Segment Start: Extracted text

1997 Annapolis Exchange Parkway, Suite 410

Annapolis, Maryland 21401

SUPPLEMENT TO THE PROXY STATEMENT FOR THE

2014 ANNUAL MEETING OF SHAREHOLDERS

TO BE HELD ON MAY 16, 2014

The following information supplements the proxy statement (the “Proxy Statement”) of Chesapeake Lodging Trust (the “Trust”), dated April 1, 2014, furnished to holders of the Trust’s common shares of beneficial interest in connection with the solicitation of proxies by the Board of Trustees of the Trust (the “Board”) for the 2014 Annual Meeting of Shareholders and any adjournment or postponement thereof (the “2014 Annual Meeting”). All capitalized terms used in this supplement to the Proxy Statement (the “Supplement”) and not otherwise defined herein have the meaning ascribed to them in the Proxy Statement. This information is in addition to the information required to be provided to the Trust’s shareholders under the applicable proxy disclosure rules as set forth in the Proxy Statement.

THIS SUPPLEMENT SHOULD BE READ IN CONJUNCTION WITH THE PROXY STATEMENT.

On February 19, 2014, the Trust received a letter from UNITE HERE, a labor union representing hotel workers and the owner of 175 of the Trust’s common shares of beneficial interest (the “Union”), indicating that the Union intended to file preliminary proxy materials to advance four non-binding, corporate governance-related proposals (the “Proposals”) for consideration by the Trust’s shareholders at the 2014 Annual Meeting. The Trust responded on February 25, 2014, informing the Union that the Board valued the feedback received and, with its commitment to establishing and maintaining good corporate governance practices, would review the Proposals carefully. On March 4, 2014, the Union filed preliminary proxy materials relating to the Proposals.

Segment End: Extracted text

[Things to do]:
[A] Answer these questions from the proxy supplement, one line each:
(i) On what date is the 2014 Annual Meeting of Shareholders to be held?
(ii) What date does the Proxy Statement bear?
(iii) How many of the Trust's common shares does UNITE HERE own?
[B] For each statement, say yes or no based on the proxy supplement, and quote the words of the text that decide it:
(i) The Union's letter said it would advance five proposals.
(ii) The Union filed preliminary proxy materials on March 4, 2014.
(iii) The address at the top is in Suite 410.

Segment Start: Information supplied

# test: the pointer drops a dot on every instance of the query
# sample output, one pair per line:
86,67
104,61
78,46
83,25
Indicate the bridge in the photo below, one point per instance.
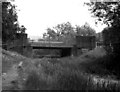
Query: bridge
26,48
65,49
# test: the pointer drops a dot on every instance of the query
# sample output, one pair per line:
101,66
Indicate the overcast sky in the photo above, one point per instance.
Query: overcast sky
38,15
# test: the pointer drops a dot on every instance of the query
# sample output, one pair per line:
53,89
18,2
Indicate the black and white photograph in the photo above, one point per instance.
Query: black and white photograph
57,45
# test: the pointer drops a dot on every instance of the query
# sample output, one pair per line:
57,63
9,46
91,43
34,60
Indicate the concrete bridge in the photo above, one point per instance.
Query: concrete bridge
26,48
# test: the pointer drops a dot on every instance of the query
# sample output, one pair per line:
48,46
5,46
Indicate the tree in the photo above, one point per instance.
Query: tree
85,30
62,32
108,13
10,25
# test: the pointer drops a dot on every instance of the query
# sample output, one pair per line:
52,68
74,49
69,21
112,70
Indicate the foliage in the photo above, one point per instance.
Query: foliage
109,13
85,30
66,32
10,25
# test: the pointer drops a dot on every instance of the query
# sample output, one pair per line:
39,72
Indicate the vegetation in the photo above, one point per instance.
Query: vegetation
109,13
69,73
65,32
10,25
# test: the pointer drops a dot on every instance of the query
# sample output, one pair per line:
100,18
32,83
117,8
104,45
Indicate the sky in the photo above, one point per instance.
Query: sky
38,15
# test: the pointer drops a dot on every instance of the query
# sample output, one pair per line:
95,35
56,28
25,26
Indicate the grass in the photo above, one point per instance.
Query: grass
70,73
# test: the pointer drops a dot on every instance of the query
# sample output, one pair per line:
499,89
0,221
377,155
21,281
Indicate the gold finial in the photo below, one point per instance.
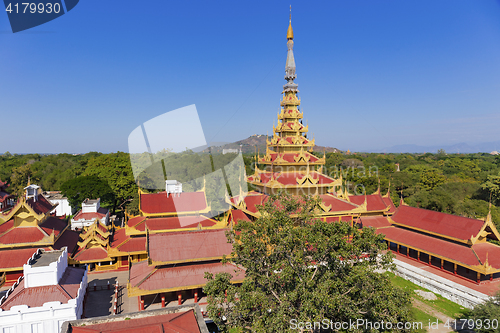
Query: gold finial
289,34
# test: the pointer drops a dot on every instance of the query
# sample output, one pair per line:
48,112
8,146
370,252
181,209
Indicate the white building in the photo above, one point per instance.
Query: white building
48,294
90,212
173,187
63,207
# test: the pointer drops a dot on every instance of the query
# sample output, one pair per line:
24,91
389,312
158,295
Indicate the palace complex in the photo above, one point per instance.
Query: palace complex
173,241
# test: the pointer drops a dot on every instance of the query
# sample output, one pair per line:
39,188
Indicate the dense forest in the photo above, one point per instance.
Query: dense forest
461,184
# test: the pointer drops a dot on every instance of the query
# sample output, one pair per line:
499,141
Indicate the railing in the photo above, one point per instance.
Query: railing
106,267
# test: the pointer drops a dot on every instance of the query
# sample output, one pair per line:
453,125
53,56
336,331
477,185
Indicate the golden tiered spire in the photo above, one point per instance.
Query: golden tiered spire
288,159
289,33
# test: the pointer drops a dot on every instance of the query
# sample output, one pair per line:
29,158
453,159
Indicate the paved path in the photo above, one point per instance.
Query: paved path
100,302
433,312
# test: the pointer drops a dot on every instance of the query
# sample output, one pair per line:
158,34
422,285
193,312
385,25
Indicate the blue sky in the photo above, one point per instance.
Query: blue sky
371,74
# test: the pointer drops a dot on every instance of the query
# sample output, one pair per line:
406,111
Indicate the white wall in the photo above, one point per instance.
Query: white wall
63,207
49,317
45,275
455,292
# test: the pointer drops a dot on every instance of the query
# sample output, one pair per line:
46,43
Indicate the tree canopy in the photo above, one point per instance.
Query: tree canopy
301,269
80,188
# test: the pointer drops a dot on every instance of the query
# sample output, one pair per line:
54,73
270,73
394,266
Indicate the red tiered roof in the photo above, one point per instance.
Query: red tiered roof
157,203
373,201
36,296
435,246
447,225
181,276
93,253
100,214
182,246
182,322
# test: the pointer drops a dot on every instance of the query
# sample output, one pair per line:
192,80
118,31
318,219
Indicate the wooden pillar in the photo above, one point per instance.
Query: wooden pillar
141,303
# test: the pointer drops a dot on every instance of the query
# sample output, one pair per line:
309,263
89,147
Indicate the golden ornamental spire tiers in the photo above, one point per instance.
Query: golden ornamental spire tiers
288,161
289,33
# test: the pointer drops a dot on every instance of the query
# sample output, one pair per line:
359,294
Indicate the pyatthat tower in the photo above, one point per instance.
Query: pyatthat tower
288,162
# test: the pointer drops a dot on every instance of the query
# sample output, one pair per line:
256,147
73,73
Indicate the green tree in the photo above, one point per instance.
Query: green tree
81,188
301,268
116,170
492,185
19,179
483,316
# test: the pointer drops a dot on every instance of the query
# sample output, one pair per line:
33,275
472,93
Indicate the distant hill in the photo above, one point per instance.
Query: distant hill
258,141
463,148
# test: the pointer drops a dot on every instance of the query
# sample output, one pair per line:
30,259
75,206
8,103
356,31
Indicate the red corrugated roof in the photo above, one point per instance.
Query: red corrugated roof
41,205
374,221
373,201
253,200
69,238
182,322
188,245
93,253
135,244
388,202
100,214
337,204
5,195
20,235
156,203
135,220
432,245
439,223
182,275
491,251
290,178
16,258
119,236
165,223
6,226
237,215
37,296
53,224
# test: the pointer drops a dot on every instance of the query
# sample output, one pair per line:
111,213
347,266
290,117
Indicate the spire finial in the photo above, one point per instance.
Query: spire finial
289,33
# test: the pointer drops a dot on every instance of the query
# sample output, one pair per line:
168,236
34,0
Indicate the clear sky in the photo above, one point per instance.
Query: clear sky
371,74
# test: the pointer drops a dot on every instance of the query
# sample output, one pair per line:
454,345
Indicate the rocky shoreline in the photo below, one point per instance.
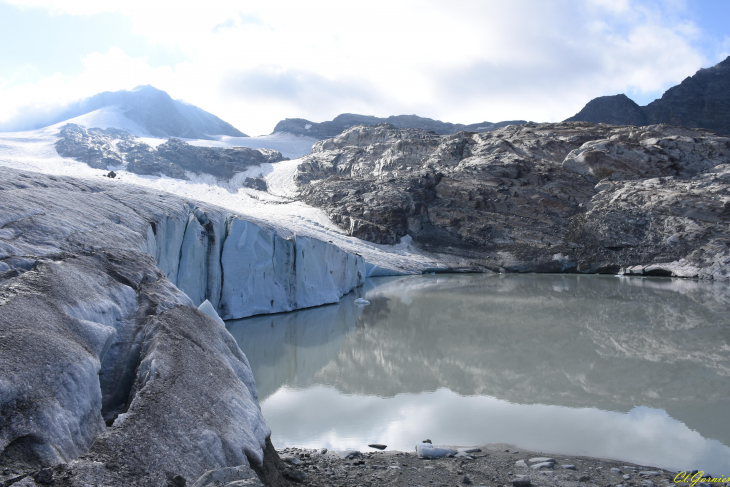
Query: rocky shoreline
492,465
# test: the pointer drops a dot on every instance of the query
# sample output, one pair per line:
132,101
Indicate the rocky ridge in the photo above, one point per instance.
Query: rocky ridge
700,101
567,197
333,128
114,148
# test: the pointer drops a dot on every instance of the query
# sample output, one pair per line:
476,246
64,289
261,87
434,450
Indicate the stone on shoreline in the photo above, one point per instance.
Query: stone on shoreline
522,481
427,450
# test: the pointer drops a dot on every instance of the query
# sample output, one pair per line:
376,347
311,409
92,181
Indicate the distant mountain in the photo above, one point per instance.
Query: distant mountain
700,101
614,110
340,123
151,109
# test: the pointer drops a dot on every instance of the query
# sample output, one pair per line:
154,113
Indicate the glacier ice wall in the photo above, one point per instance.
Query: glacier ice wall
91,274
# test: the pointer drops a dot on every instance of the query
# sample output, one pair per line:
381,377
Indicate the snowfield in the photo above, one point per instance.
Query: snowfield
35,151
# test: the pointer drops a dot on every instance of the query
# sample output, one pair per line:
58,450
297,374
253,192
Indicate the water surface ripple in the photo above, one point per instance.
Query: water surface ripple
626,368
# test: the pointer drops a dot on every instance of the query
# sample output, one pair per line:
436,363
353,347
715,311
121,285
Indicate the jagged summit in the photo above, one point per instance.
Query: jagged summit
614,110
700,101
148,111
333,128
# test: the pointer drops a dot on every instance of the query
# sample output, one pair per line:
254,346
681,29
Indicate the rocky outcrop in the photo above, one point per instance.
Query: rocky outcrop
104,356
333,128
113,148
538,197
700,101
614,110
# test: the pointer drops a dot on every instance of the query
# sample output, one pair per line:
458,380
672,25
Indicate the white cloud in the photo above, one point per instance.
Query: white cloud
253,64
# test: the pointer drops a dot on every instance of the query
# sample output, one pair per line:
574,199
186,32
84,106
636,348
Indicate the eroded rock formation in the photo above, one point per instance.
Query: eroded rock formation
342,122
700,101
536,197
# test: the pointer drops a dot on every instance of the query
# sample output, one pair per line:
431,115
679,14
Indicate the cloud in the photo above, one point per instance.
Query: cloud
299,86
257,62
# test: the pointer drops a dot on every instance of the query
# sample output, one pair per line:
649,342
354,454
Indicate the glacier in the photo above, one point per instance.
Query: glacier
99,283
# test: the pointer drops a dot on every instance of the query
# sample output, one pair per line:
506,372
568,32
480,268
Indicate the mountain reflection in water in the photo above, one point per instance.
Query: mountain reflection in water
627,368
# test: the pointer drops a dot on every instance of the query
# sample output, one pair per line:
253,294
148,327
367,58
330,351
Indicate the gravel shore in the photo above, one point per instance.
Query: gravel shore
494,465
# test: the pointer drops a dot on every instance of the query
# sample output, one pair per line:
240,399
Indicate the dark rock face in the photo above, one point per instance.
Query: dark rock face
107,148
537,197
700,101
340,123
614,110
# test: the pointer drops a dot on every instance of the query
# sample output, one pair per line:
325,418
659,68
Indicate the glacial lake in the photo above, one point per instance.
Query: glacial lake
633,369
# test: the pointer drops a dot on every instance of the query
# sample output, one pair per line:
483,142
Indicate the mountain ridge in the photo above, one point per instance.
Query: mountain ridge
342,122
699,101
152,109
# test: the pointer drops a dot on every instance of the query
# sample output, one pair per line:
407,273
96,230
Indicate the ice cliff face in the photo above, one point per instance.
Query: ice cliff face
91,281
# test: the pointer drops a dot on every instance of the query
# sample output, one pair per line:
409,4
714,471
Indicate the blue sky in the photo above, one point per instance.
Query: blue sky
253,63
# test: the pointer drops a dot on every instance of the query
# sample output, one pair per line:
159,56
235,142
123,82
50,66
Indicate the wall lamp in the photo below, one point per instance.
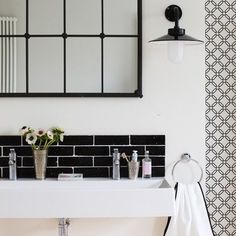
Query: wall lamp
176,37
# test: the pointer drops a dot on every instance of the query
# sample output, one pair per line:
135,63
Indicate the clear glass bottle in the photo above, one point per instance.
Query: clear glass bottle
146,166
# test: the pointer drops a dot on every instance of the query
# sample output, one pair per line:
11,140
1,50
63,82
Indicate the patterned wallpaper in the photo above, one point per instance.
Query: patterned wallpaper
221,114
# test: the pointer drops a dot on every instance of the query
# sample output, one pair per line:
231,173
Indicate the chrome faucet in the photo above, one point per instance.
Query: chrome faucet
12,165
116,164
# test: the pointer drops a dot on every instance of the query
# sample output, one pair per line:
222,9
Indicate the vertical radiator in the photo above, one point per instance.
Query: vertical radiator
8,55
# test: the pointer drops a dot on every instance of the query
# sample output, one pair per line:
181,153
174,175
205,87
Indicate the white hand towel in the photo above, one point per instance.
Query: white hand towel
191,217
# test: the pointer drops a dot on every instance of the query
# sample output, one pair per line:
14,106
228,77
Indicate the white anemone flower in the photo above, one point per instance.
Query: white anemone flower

Segment End: Information supplied

[Per-task outputs]:
[A]
(i) May 16, 2014
(ii) April 1, 2014
(iii) 175

[B]
(i) No: "to advance four non-binding, corporate governance-related proposals"
(ii) Yes: "On March 4, 2014, the Union filed preliminary proxy materials relating to the Proposals."
(iii) Yes: "1997 Annapolis Exchange Parkway, Suite 410"